Can you render every line of the records below as a Markdown table with a "No." column numbering the rows and an "Entry" column holding each line, skipping blank lines and omitting the pictures?

Provided data:
________________________

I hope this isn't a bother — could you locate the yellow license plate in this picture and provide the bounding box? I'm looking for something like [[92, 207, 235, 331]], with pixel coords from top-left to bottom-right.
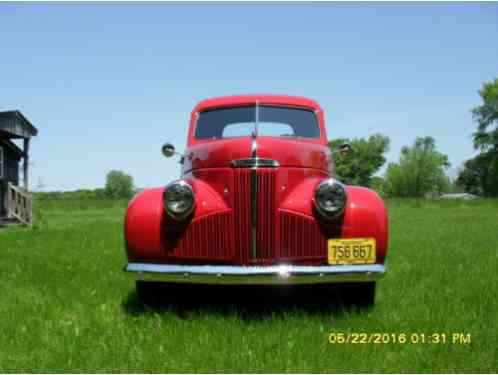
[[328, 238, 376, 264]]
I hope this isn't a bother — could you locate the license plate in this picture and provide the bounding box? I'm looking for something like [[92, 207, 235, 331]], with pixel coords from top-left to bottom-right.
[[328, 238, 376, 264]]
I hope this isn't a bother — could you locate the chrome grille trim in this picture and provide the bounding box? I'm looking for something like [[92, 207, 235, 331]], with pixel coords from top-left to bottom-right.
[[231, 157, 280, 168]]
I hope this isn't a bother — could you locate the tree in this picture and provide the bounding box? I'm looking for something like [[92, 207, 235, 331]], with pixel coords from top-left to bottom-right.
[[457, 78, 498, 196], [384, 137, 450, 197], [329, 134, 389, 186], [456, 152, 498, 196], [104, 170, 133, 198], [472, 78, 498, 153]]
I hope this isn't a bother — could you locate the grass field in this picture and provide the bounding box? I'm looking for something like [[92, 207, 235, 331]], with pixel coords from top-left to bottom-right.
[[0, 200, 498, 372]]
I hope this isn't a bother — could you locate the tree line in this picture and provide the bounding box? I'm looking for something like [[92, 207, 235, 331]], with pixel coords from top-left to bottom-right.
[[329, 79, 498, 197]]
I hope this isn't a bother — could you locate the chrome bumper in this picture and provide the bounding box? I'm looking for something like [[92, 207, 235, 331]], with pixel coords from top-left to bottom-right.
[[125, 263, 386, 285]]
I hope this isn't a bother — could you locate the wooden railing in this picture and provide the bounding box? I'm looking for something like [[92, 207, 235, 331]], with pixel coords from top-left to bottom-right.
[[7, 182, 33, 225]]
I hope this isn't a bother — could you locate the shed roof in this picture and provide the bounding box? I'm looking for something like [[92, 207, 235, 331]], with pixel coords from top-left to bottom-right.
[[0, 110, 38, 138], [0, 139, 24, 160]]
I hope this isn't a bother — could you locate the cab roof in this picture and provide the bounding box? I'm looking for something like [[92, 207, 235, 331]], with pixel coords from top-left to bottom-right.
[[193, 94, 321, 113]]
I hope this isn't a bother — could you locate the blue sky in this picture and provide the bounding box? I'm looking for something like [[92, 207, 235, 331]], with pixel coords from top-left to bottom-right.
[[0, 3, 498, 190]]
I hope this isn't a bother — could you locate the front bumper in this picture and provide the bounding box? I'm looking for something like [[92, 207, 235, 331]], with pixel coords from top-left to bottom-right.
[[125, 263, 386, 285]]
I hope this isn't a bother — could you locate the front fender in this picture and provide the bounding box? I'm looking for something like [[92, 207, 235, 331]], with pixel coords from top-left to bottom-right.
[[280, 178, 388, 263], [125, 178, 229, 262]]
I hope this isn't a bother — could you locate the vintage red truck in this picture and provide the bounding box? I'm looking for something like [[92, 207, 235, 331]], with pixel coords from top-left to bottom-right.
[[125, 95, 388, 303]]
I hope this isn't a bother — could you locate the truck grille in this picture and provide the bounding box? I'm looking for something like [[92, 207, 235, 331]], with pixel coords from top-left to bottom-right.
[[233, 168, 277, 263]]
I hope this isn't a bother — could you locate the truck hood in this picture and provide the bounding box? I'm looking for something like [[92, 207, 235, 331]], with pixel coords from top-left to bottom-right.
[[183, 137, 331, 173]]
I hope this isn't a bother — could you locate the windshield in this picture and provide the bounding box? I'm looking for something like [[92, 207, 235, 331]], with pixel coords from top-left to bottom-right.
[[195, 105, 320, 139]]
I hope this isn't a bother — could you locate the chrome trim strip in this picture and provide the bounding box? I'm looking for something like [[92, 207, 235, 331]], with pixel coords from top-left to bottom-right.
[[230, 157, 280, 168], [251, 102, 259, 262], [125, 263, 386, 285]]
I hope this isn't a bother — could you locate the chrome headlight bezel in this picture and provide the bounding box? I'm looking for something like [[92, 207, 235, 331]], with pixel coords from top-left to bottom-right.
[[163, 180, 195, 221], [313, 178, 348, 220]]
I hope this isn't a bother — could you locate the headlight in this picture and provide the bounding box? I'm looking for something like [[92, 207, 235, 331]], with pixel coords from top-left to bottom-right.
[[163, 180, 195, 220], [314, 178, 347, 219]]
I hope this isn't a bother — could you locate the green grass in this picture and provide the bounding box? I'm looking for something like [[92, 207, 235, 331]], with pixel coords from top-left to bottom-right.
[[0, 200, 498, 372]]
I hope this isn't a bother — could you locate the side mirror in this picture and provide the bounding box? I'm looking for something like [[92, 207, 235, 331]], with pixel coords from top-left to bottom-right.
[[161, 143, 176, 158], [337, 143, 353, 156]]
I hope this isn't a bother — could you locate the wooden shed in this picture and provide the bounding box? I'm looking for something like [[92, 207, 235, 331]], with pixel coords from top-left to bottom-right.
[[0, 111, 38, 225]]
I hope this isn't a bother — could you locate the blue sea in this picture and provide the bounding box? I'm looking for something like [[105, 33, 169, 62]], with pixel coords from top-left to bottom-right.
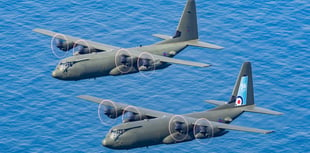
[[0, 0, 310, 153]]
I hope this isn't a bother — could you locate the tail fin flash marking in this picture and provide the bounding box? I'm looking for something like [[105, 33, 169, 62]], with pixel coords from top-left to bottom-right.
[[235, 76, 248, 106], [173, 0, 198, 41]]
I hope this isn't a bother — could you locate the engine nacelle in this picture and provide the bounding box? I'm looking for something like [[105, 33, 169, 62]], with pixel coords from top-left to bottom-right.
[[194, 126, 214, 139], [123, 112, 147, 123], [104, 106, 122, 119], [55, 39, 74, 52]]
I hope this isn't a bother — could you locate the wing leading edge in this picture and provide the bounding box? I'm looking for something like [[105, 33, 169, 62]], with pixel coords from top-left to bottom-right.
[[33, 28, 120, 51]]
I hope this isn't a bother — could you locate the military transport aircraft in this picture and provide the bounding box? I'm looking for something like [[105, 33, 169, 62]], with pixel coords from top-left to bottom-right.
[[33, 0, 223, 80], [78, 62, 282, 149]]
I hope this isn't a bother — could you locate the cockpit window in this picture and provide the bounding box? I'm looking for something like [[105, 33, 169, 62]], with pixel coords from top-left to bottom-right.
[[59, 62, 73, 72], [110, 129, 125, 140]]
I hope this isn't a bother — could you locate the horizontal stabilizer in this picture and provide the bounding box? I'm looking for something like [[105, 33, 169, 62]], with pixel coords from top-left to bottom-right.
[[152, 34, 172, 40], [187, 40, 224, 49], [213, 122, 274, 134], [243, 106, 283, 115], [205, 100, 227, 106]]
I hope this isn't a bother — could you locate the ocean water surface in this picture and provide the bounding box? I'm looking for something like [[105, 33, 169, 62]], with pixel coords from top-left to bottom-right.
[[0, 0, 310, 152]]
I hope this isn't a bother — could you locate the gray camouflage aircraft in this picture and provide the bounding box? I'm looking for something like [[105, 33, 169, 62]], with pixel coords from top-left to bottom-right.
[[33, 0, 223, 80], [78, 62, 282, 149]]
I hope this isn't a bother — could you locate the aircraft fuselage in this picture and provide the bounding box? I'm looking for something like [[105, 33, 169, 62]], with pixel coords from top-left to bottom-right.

________________________

Expected answer:
| No. | Entry |
|---|---|
| 1 | I hope this isn't a bother — could you locate the yellow license plate in this picture and provide the bounding box? I'm looking for something like [[92, 207, 235, 331]], with pixel coords from top-left to bottom-right. |
| 2 | [[328, 238, 376, 264]] |
| 3 | I hope this isn't a bother — could you locate the license plate in this picture and provide the bounding box? I'm looking for something like [[92, 207, 235, 331]], with pixel coords from top-left to bottom-right. |
| 4 | [[328, 238, 376, 264]] |
| 5 | I hope this isn't a bother — could you locate the chrome grille trim in this picture and provide the bounding box? I'm looking for something like [[92, 207, 235, 331]], with pixel coords from top-left to bottom-right. |
| 6 | [[231, 157, 280, 168]] |
| 7 | I hope this isn't a bother — could you locate the tree in this picture and provide the bounding box? I'm looking for something like [[92, 207, 235, 331]], with pixel coords from top-left to bottom-right. |
| 8 | [[457, 78, 498, 196], [384, 137, 450, 197], [329, 134, 389, 186], [456, 152, 498, 196], [104, 170, 133, 198], [472, 78, 498, 153]] |
| 9 | I hope this isn't a bother — could you locate the grass field in this picture and provide the bounding box? I'm looking for something like [[92, 207, 235, 331]], with pixel coords from top-left to bottom-right. |
| 10 | [[0, 200, 498, 372]] |
| 11 | I hope this isn't a bother — could you locate the tree line in this picture and provide the bounding box? I'm looking for something like [[92, 207, 235, 331]], with pixel coords from top-left to bottom-right. |
| 12 | [[329, 79, 498, 197]] |
| 13 | I hope this isn't a bother — could you locate the chrome bumper in this picture and provide the bounding box? I'm looking for something like [[92, 207, 235, 331]], with pixel coords from top-left to bottom-right. |
| 14 | [[125, 263, 386, 285]] |
| 15 | I hope this isn't a bother — could you locate the wooden railing in this picture and provide the bounding box? I'm looking for something like [[92, 207, 235, 331]], with pixel coords from top-left to bottom-right. |
| 16 | [[7, 182, 33, 225]] |
| 17 | I hope this isn't a bother — could you locate the shed roof in this picture and provide the bounding box? I'm looking for something like [[92, 207, 235, 331]], with pixel coords from top-left to bottom-right. |
| 18 | [[0, 110, 38, 138], [0, 139, 24, 160]] |
| 19 | I hope this isn't a bother — could you locate the cab roof in this picture and provide the bounding box? I'm looking for something like [[92, 207, 235, 331]], with pixel coords from top-left to bottom-right. |
| 20 | [[193, 94, 321, 113]] |
| 21 | I hope this isn't a bother — could you locate the blue sky in this picture and provide the bounding box? I'm looking for something like [[92, 207, 235, 331]], with pixel coords from top-left to bottom-right. |
| 22 | [[0, 3, 498, 190]] |
| 23 | I hope this isn't a bother — could you locate the front bumper in this picture and provide the bounding box? I'm looking for something like [[92, 207, 235, 331]], with pixel coords from top-left to bottom-right. |
| 24 | [[125, 263, 386, 285]] |
| 25 | I hope this isn't a bother — could you locate the front fender in this picture and provide the bounding box? I'm looking for something like [[92, 207, 235, 331]], with pixel coords from top-left to bottom-right. |
| 26 | [[280, 178, 388, 263], [125, 178, 229, 262]] |
| 27 | I hope this isn't a bother — could you locate the vintage red truck in this picture and provide the bounding box? I'm looking for something like [[92, 207, 235, 331]], with pixel coords from top-left to bottom-right. |
| 28 | [[125, 95, 388, 303]] |
| 29 | I hope this isn't a bother — could you locate the truck grille in this picture and provide the bounding box? I'm looking for something like [[92, 207, 235, 331]], with pixel coords from top-left to bottom-right. |
| 30 | [[233, 168, 277, 263]] |
| 31 | I hope this isn't a bother — could you locate the truck hood in this picture and provide the bounding box? I'm looking for something like [[92, 207, 235, 331]], with pixel coords from top-left to bottom-right. |
| 32 | [[183, 137, 331, 173]] |
| 33 | I hope this isn't a bother — could you locate the windshield in this picture and provide the bounding box? I'm looking for something like [[92, 207, 235, 331]], with pixel coords from top-left to bottom-right. |
| 34 | [[195, 105, 320, 139]] |
| 35 | I hope this isn't a bother — could you locate the chrome trim strip in this picture and provide the bounding box? I'm looking for something like [[92, 207, 235, 331]], with pixel coords from top-left to bottom-right. |
| 36 | [[230, 157, 280, 168], [251, 102, 259, 262], [125, 263, 386, 285]] |
| 37 | I hope this isn't a bother — could you locate the chrome headlight bezel in this picture and provide the bounding box? I'm looking for something like [[92, 207, 235, 331]], with pixel coords from top-left to bottom-right. |
| 38 | [[163, 180, 195, 221], [313, 178, 348, 220]] |
| 39 | I hope this isn't a bother — could you locate the headlight in this picture and provide the bounding box? I'm looking for something like [[92, 207, 235, 331]], with pixel coords from top-left to bottom-right. |
| 40 | [[163, 180, 195, 220], [314, 178, 347, 219]] |
| 41 | I hope this isn't a bother — could you locate the green grass in this picture and provide the bounding box? I'm looking for something like [[92, 207, 235, 331]], with pixel coords from top-left to bottom-right. |
| 42 | [[0, 200, 498, 372]] |
| 43 | I hope this isn't a bother — could you locate the side mirror in this picture and provide the bounding box? I'm looking for something like [[92, 207, 235, 331]], with pixel coords from top-left to bottom-right. |
| 44 | [[161, 143, 176, 158], [337, 143, 353, 156]] |
| 45 | I hope this isn't a bother — could you locate the wooden shed in this picture and provide the bounding box? I'm looking for something like [[92, 207, 235, 331]], with pixel coords from top-left to bottom-right. |
| 46 | [[0, 111, 38, 225]] |
| 47 | I hope this isn't a bother — could you locate the blue sea in this picture and provide the bounding box? I'm looking for something like [[105, 33, 169, 62]], with pixel coords from top-left to bottom-right. |
| 48 | [[0, 0, 310, 153]] |
| 49 | I hope this isn't a bother — could you locate the tail fin flash marking in this picture and provide the bounding box? I'm looking for something like [[105, 33, 169, 62]], with pixel coords from top-left to bottom-right. |
| 50 | [[235, 76, 248, 106], [173, 0, 198, 41]] |
| 51 | I hope this isn't a bother — could you locate the engine nacelle in this picture and provide the bounding box? I'm looking for something like [[105, 33, 169, 62]], with pixel coords from top-left to bottom-right. |
| 52 | [[194, 126, 214, 139], [123, 112, 147, 123], [104, 106, 122, 119], [55, 39, 74, 52]] |
| 53 | I hope this isn't a bother — could you locate the wing leading edge in this picture and provide the bounding box? I'm looking for something like [[105, 33, 169, 62]], with pixel coords from top-left to bottom-right. |
| 54 | [[33, 28, 120, 51]] |
| 55 | I hope this isn't a bother — could you locate the military transport aircraft in this picture and provide the bounding box? I'm looking for something like [[105, 33, 169, 62]], with pixel coords from top-left to bottom-right. |
| 56 | [[33, 0, 223, 80], [78, 62, 282, 149]] |
| 57 | I hope this isn't a bother — could you locate the cockpit window in this picture and provide the bounding box? I'm looking for something like [[105, 33, 169, 62]], with pixel coords from top-left to bottom-right. |
| 58 | [[59, 62, 73, 72], [110, 129, 125, 140]] |
| 59 | I hope this isn't a bother — could you locate the horizontal stabilizer in this picture and provide the bounding box? I'm looking for something like [[105, 33, 169, 62]], with pixel coords from top-left to bottom-right. |
| 60 | [[152, 34, 172, 40], [187, 40, 224, 49], [213, 122, 274, 134], [243, 106, 283, 115], [205, 100, 227, 106]] |
| 61 | I hope this isn't a bother — could you locate the ocean water surface in this picture and provide the bounding box? I'm looking for something like [[105, 33, 169, 62]], with pixel coords from top-left to bottom-right. |
| 62 | [[0, 0, 310, 152]] |
| 63 | I hope this isn't a bother — could you locate the gray camouflage aircraft in this picture and provide the bounding box? I'm looking for something like [[105, 33, 169, 62]], with pixel coords from top-left to bottom-right. |
| 64 | [[33, 0, 223, 80], [78, 62, 282, 149]] |
| 65 | I hope this isn't a bother — could you locate the aircraft fuselage in this picture and provide the bounding box? I'm looking for something like [[105, 33, 169, 62]], with pixel coords from top-left to bottom-right. |